Given text:
════════
Disclaimer: These are my notes, hence focused on the areas which I am prone to forget. There is a strong possibility of some sections not making sense to you or they are too easy for you.

Pandas name is derived from panel data and python data analysis

import numpy as np
# add wildcards and then use object introspection to see matching attributes/methods
np.*lin*?
adder = """
def adder(a,b,c):
    return a+b+c
    
x=1
y=2
z=3.4

result=adder(x,y,z)
"""
with open("adder.py", "w") as f:
    f.write(adder)
    
# %run executes python files with every import, variable, function, object accessible in the current namespace.
%run adder.py
print(x,y,z, result)

# you can also pass the variables in the current namespace to the file by passing -i to %run
adder = """
def adder(a,b,c):
    return a+b+c

result=adder(x,y,z)
"""
with open("adder.py", "w") as f:
    f.write(adder)
x, y, z = (2,5,6)
%run -i adder.py
print(x,y,z, result)
1 2 3.4 6.4
2 5 6 13

%load gets the content of file into current cell

# %load adder.py

def adder(a,b,c):
    return a+b+c

result=adder(x,y,z)

%paste and %cpaste can be used to execute code from the clipboard to ipython shell only. %paste will execute code from clipboard immidiately and %cpaste will give you freedom to paste code Ctl+Shift+V as many times as you want before executing.

import matplotlib.pyplot as plt
%matplotlib inline
plt.hist(np.random.randn(1000))
(array([  5.,  16.,  70., 172., 227., 253., 168.,  51.,  29.,   9.]),
 array([-3.19548746, -2.56284222, -1.93019699, -1.29755175, -0.66490651,
        -0.03226128,  0.60038396,  1.23302919,  1.86567443,  2.49831967,
         3.1309649 ]),
 <a list of 10 Patch objects>)

png

Python is a loosely typed language. It will do automatic casting in some obvious cases but not always.

# obvious case
5+5.5
10.5
# not obvious
5+'5'
---------------------------------------------------------------------------

TypeError                                 Traceback (most recent call last)

~/git/Data-Science-Notes/adder.py in <module>()
      1 # not obvious
----> 2 5+'5'


TypeError: unsupported operand type(s) for +: 'int' and 'str'

Knowing type of the object is important while validating the arguments of the function, isinstance comes handy for that.

a = 1
b = 1.5
def foo(a,b):
    # checking if a and b are both either float or integer
    if isinstance(a,(float,int)) and isinstance(b, (float, int)):
        print("Addition is: ", a+b)
    else:
        raise TypeError()
foo(a,b)

Accessing attributes and methods of the object is done either by object.attribute_name or by using function getattr(object, 'attribute_name'). Accessing attributes by their name is known by reflection in other languages.
════════
Listed records:
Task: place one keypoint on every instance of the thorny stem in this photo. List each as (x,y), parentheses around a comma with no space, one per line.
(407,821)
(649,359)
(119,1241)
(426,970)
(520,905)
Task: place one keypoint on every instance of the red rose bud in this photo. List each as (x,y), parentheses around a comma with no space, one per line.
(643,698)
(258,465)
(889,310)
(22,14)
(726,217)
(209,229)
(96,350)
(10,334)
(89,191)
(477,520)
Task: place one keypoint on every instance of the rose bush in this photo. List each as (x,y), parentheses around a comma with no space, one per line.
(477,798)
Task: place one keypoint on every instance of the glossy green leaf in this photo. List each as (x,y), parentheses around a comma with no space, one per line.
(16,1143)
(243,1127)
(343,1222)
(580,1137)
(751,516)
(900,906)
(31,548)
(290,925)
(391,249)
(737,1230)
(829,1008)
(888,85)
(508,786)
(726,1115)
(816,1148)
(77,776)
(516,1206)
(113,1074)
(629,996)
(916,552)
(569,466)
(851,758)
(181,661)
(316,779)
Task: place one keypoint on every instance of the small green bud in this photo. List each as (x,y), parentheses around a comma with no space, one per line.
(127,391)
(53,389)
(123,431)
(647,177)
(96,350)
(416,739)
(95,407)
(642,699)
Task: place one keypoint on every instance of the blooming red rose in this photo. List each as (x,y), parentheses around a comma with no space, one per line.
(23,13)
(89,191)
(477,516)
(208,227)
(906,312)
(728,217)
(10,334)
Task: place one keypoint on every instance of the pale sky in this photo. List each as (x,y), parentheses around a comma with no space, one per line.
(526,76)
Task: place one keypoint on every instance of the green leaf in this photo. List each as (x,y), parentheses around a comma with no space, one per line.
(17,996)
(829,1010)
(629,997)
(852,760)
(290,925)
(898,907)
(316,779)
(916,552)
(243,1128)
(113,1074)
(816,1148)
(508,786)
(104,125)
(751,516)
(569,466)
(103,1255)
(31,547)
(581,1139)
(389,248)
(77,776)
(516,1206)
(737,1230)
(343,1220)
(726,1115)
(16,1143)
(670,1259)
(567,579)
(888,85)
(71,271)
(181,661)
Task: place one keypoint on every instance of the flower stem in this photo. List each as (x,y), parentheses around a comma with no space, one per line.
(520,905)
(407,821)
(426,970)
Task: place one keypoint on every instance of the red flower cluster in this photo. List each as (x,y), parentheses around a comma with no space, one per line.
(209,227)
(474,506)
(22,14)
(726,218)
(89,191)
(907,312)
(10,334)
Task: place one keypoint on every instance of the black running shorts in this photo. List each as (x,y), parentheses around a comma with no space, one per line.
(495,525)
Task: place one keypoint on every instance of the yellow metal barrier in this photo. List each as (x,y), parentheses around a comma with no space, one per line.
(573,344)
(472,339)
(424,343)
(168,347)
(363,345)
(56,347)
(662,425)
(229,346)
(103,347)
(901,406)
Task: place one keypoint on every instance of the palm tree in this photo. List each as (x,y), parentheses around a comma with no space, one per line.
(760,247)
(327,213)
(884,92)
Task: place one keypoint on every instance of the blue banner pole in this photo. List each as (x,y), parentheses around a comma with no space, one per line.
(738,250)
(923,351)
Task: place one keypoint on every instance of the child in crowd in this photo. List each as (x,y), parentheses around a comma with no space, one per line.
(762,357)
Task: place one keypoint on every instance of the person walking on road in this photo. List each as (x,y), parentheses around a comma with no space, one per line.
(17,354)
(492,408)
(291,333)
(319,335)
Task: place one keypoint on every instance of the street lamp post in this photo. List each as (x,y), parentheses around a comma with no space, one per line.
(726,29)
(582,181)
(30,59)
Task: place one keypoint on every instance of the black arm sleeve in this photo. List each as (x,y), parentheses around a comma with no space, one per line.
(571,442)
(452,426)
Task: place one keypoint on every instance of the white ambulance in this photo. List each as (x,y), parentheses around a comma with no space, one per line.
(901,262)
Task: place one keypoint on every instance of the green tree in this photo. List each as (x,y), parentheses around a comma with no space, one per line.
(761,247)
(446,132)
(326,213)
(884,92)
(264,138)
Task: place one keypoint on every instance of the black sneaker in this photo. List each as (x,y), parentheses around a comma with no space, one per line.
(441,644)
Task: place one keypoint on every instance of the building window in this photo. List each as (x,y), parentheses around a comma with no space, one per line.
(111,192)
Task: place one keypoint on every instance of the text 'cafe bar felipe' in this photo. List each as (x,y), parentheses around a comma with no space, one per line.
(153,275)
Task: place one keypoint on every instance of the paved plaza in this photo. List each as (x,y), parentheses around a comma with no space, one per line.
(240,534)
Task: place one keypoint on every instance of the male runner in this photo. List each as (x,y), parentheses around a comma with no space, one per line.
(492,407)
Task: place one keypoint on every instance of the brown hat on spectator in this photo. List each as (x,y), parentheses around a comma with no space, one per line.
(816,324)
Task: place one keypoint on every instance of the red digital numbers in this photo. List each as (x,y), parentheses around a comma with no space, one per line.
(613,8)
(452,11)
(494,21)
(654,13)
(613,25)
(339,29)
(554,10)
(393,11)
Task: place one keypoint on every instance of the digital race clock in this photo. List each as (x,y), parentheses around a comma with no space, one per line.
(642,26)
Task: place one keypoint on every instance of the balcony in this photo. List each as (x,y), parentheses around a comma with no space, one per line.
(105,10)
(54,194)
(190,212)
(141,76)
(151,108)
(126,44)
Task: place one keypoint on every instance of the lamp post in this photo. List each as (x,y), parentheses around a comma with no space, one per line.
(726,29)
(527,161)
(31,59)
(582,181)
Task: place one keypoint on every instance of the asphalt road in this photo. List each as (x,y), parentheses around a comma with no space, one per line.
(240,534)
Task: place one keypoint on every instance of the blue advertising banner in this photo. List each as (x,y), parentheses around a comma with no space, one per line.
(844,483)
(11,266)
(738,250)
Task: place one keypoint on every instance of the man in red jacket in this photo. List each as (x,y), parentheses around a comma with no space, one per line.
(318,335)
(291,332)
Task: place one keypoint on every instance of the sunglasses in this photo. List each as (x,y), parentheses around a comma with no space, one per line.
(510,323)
════════
Required tasks:
a – Answer these from the Python notes, one per line:
(i) From which two terms does the notes' "Pandas" entry derive the name?
(ii) What flag given to %run passes the variables in the current namespace to the file?
(iii) What error does the notes' "not obvious" case, 5+'5', produce?
b – Carry on the Python notes from their last sentence.

Task responses:
a –
(i) Panel data and python data analysis.
(ii) -i
(iii) TypeError: unsupported operand type(s) for +: 'int' and 'str'

b –
a = 'Data Analysis'
# traditional way
print(a.split())
# using getattr
print(getattr(a, "split")())

Use is keyword to check if two references are same. This is different from == because == compares the value of object refered.

a = [1,2,3]
b = a
c = list(a)
print("a is b: ",a is b)
# list() will always create a new object
print("a is c: ",a is c)
print("a == c:", a == c)

Bitwise operations

# Or
print(True | False, 4 | 4)
# And
print(True & False, 4 & 4)
# Ex-Or
print(True ^ False, 4 ^ 4)

String templating or formating

template = 'The float {0:5f}, The int {1:d}'
print(template.format(1/3, 3))

None is the singleton instance of the class NoneType

The datetime module contains datetime, date, timedelta and time types all being immutable. datetime type combines time and date. Difference of two datetime instance gives timedelat object.

from datetime import datetime, time, date

# init datetime
dt = datetime(2017, 1, 2, 19, 20, 21)

# display
print(dt)

# change format of printing using strftime, str format time
print(dt.strftime("%Y/%m/%d %H:%M:%S"))

# use strptime to parse a string for datetime values, str parse time
new_dt = datetime.strptime("2017/01/03 12:20:21", "%Y/%m/%d %H:%M:%S")

# print time 
print(dt.time())

# print date
print(dt.date())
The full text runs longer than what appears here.